Problem details: Format the listing lines as a numbered list, starting at the line that contains "Target: background treeline" and ending at the line that contains "[(737, 484)]", with blank lines omitted.

__________________________________________________

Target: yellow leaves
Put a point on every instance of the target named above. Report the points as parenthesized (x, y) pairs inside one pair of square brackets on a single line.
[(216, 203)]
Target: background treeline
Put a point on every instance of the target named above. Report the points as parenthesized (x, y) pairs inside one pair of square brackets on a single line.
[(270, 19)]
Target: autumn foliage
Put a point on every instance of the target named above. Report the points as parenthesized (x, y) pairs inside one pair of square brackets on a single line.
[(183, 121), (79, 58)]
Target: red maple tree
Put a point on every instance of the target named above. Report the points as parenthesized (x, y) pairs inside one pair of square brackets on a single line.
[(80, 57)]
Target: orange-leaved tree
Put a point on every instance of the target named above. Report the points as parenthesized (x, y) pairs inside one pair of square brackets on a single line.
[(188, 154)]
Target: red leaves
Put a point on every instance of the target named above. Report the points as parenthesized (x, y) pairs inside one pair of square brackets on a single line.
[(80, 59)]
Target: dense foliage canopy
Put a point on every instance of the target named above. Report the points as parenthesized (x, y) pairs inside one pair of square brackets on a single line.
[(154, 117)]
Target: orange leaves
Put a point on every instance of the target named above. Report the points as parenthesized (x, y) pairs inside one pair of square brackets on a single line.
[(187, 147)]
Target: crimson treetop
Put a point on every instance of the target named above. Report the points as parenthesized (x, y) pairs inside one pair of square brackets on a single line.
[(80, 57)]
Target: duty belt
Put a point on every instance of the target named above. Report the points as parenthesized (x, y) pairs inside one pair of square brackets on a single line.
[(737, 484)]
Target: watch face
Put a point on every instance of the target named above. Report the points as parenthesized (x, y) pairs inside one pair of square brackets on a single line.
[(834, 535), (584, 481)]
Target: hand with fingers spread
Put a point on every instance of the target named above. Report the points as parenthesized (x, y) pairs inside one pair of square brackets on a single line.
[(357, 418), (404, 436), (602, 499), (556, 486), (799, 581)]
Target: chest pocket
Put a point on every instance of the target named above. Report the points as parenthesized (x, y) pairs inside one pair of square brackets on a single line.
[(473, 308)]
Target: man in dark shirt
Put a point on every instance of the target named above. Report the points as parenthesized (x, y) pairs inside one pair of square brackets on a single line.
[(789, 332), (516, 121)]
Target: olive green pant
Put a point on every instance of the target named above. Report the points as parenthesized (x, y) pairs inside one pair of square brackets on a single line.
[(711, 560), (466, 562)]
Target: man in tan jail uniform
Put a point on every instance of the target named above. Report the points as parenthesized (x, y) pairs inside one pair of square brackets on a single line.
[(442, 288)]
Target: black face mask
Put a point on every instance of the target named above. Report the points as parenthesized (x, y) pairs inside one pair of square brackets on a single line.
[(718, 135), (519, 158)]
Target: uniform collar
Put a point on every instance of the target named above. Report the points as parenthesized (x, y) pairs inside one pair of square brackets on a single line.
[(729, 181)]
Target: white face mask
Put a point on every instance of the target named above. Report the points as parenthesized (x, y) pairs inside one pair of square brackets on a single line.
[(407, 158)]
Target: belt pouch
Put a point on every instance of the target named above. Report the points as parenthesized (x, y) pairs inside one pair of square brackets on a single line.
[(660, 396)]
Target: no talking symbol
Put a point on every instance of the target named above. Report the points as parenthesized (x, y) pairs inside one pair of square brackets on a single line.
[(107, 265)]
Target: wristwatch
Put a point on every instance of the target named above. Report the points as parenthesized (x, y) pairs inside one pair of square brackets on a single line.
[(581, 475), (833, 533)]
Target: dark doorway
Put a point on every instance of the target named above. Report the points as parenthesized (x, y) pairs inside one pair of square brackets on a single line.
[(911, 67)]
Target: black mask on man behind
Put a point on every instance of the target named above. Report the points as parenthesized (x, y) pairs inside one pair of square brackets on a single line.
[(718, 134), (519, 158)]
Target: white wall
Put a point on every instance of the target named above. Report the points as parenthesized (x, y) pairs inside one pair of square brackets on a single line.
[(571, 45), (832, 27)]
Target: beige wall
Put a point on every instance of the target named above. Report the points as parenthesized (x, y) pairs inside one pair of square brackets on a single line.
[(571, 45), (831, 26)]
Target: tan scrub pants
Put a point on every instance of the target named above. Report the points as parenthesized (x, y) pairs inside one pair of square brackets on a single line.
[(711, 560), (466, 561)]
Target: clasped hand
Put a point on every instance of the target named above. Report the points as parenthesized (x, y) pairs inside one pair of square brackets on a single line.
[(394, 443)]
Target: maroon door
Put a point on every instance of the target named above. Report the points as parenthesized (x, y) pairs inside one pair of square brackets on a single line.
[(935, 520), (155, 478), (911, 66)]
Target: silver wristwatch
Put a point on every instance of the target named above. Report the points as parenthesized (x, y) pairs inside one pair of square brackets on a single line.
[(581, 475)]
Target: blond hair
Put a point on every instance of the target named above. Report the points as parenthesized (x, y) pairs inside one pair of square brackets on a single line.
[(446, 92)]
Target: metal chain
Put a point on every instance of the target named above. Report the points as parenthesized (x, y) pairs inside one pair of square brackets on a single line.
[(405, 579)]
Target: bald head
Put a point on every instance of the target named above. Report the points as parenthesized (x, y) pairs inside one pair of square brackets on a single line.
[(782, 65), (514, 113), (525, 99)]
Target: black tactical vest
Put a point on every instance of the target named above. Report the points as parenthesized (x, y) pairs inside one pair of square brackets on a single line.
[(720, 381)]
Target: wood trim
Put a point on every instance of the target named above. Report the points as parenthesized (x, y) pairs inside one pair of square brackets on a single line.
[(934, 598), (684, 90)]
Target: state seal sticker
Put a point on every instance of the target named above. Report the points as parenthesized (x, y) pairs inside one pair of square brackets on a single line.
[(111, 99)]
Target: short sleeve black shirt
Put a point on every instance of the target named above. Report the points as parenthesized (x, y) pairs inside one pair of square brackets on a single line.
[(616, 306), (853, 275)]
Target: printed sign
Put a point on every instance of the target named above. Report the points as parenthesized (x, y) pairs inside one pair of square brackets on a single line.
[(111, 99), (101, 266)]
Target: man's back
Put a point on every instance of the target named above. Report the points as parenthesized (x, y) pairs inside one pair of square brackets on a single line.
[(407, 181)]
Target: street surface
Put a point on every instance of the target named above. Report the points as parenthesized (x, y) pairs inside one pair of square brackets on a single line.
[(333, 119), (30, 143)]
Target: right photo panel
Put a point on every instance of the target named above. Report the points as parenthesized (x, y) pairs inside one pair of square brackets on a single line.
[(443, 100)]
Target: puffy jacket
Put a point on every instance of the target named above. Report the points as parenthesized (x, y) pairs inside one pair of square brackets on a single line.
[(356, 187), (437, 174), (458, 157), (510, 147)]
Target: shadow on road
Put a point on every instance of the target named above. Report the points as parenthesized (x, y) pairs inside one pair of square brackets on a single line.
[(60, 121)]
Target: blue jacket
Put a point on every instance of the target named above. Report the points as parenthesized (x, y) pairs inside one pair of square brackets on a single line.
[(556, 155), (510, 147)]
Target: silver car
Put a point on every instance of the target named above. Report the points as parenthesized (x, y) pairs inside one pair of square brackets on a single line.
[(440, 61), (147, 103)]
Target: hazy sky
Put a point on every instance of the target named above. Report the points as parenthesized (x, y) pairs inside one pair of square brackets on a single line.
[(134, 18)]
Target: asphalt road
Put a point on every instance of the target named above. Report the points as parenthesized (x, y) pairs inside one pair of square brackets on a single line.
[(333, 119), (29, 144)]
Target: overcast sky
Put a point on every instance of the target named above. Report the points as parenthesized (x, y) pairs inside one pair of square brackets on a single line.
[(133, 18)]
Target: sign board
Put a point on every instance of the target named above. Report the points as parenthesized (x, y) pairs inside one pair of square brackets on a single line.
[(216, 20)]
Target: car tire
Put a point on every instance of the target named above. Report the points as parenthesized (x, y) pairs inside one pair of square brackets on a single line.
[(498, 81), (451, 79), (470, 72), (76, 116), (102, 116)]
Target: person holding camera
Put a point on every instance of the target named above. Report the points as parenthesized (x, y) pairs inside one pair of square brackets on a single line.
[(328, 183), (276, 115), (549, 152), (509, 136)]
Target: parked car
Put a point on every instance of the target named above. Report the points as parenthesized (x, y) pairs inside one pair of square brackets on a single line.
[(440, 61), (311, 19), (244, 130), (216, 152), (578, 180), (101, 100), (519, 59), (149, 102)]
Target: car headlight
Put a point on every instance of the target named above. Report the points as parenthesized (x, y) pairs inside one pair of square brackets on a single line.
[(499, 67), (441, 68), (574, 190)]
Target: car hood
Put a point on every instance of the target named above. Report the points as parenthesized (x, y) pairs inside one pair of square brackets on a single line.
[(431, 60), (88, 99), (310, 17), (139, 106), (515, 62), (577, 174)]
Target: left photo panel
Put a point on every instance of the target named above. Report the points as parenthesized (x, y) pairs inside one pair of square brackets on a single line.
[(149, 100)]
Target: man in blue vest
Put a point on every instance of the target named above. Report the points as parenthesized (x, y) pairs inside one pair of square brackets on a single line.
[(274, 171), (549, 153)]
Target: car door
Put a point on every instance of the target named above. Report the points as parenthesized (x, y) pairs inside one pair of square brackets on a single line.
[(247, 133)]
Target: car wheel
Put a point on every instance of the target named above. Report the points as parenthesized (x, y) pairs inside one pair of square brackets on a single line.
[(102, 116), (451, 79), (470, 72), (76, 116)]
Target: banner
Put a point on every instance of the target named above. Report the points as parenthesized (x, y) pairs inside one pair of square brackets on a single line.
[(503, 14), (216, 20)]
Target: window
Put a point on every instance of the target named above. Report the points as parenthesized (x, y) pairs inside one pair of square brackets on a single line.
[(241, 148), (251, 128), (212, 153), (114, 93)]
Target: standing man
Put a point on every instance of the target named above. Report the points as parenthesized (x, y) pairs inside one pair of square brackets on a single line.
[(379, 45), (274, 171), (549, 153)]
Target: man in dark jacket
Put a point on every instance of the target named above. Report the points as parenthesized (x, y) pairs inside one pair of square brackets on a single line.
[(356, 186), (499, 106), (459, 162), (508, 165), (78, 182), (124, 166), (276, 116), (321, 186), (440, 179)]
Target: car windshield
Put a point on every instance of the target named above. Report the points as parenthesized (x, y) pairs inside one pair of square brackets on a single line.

__________________________________________________

Task answer:
1. Target: background treeline
2. Put a point on every instance of the target named above. Report the points as parenthesized (x, y) pairs inside one pair of square brackets on a single line.
3. [(270, 19)]
4. Target: autumn foliage
5. Put a point on every instance of the target named above. Report the points as parenthesized (x, y) pairs inside one pair of square brackets on a single line.
6. [(183, 121), (79, 58)]
7. Target: red maple tree
8. Put a point on every instance of the target named above. Report the points as parenthesized (x, y) pairs inside one pair of square brackets on a single line.
9. [(80, 57)]
10. Target: orange-leaved tree
11. Put a point on every instance of the target named above. Report the points as parenthesized (x, y) pairs inside one pair of square brackets on a single line.
12. [(188, 154)]
13. Target: red leaves
14. Put a point on every instance of the target named above. Report the points as parenthesized (x, y) pairs inside one pair of square brackets on a single line.
15. [(80, 59)]
16. Target: dense foliage canopy
17. Put a point on every instance of the target named above. Report the points as parenthesized (x, y) pairs inside one pair of square brackets on a single line.
18. [(154, 117)]
19. Target: orange leaves
20. Put a point on every instance of the target named above. Report the points as parenthesized (x, y) pairs inside one pair of square brackets on a single line.
21. [(187, 147)]
22. Target: crimson treetop
23. Put a point on every instance of the target named above. Report the points as parenthesized (x, y) pairs inside one pair of square brackets on a single line.
24. [(80, 57)]
25. Target: duty belt
26. Put a point on every instance of the target named above. Report the points as parenthesized (x, y) pairs inside one pair of square brackets on a single line.
27. [(737, 484)]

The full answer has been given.